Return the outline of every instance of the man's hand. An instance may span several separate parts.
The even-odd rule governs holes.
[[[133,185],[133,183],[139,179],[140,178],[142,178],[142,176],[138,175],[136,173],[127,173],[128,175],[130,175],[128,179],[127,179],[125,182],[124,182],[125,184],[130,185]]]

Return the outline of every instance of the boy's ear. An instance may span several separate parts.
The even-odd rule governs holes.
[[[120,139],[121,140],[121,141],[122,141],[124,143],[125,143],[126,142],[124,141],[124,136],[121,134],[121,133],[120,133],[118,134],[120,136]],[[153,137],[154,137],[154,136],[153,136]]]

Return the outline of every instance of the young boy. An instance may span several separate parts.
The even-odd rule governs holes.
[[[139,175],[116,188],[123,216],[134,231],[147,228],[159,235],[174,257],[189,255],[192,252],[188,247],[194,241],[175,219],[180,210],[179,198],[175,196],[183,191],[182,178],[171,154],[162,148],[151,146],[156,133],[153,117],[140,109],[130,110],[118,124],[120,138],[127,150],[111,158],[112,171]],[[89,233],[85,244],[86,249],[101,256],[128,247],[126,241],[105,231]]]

→ **Exercise details**
Return all of the data word for word.

→ **Result of the task**
Return the outline of every instance of the man's hand. An instance may span several separate parts.
The even-odd rule governs holes.
[[[133,185],[133,183],[139,179],[140,178],[142,178],[142,176],[138,175],[136,173],[127,173],[128,175],[130,175],[128,179],[127,179],[125,182],[124,182],[125,184],[130,185]]]

Return the outline of every instance of the boy's ear. An instance may span several separate parts.
The even-odd rule governs holes.
[[[120,139],[121,140],[121,141],[122,141],[124,143],[125,143],[126,142],[124,141],[124,136],[121,134],[121,133],[120,133],[118,134],[120,136]],[[153,137],[154,137],[154,136],[153,136]]]

Return the outline of every instance of the young boy. An instance may span several separate parts.
The even-odd rule governs holes.
[[[139,175],[116,188],[123,216],[134,231],[147,228],[159,235],[174,257],[189,255],[192,252],[188,247],[194,241],[175,219],[180,210],[179,198],[175,196],[183,191],[182,178],[171,154],[162,148],[151,146],[156,133],[153,117],[140,109],[130,110],[118,124],[120,138],[127,150],[111,158],[112,171]],[[89,233],[85,244],[86,249],[101,256],[128,247],[126,241],[105,231]]]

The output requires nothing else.